__THE REQUEST__:
Can you return every line below word for word, with the pictures left out?

__DATA__:
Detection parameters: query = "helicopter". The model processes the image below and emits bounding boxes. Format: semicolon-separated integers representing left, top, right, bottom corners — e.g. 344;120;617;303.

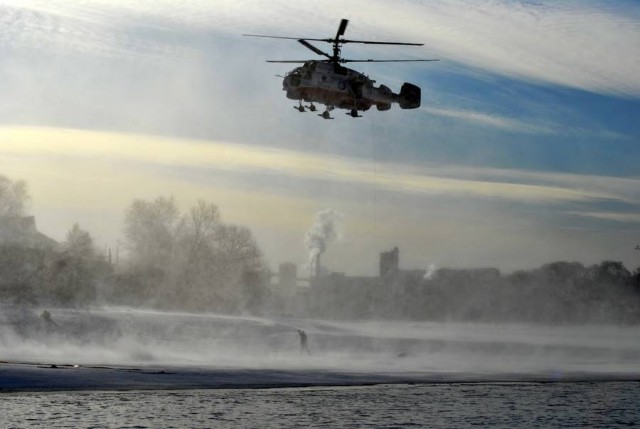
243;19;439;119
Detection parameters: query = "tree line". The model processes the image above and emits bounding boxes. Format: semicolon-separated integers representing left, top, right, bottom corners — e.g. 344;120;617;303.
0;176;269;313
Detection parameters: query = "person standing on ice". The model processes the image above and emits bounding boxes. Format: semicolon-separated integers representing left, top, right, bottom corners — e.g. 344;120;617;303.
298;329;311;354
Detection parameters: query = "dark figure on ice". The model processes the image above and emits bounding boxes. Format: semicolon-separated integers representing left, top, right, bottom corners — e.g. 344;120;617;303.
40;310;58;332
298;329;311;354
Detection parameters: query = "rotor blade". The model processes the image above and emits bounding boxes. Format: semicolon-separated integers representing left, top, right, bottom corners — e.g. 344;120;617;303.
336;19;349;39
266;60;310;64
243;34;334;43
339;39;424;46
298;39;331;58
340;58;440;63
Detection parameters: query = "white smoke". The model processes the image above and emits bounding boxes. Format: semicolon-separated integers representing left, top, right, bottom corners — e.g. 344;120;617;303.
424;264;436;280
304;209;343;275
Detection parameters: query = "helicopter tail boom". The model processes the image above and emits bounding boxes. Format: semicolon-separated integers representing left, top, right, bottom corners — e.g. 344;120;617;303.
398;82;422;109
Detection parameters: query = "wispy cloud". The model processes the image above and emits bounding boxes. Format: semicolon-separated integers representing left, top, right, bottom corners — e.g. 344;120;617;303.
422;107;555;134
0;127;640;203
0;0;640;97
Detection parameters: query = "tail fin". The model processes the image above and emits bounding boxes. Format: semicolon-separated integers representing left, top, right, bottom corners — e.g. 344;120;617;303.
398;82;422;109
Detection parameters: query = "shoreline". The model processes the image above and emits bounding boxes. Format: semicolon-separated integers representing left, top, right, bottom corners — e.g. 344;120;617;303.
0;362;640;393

__EXERCISE SOLUTION__:
Detection parameters: query = "helicopter". The model processes the image below and emits bounding boxes. Format: semicolon-separated integers representing left, top, right, bottom corners — e.g. 344;120;617;303.

243;19;439;119
Detection parameters: query = "tree line". The model processes the image above and emits bounding boxes. Format: semicolon-separated integers representing left, top, right, bottom corners — e.g. 344;120;617;303.
0;176;269;313
Detection parameters: query = "person standing on ice". The model processes the image above and emits bounding boxes. Format: semicolon-separated integers representing left, top, right, bottom corners — e.g. 344;120;617;303.
298;329;311;354
Detection parameters: query = "dark figure on ice". The model processes the image above and emits bounding boxes. Format: semicolon-separated integers representing left, top, right, bottom corners — e.g. 344;120;617;303.
40;310;58;332
298;329;311;354
Detection parameters: query = "rotor blade". The model processes the image above and emits bounding boxes. Format: semicolon-separated integers representing left, top, right, bottom corners — e.g. 344;120;617;303.
336;19;349;39
266;60;310;64
243;34;334;43
339;39;424;46
298;39;331;58
340;58;440;63
Detection parameters: query = "white smoke". The model processes the image above and emits bounding boxes. Format: semicolon-separated integers representing left, top, right, bottom corners — e.g. 344;120;617;303.
424;264;436;280
304;209;343;275
Detection parameters: query = "helicopter tail boom". The model processes the image above and emits bounding boxes. Format: semicolon-separated integers representing left, top, right, bottom corners — e.g. 344;120;617;303.
398;82;422;109
Detection parameters: query = "wispy cloud". The model processes the image above and emits bounding boxes. Format: semicolon-separated integers representing left, top, right, bottom corners — e.g. 344;120;617;303.
422;107;555;134
0;127;640;203
0;0;640;97
Detection parameters: query = "tail fin". The model processes the image above and emits bounding boxes. Format: semicolon-separated integers representing left, top, right, bottom corners — e.g. 344;120;617;303.
398;82;422;109
Detection parameters: query = "shoreline". The model processes the image above and emits bounding boxes. Format: semicolon-separated integers representing left, top, right, bottom corners — e.g. 344;120;617;303.
0;362;640;393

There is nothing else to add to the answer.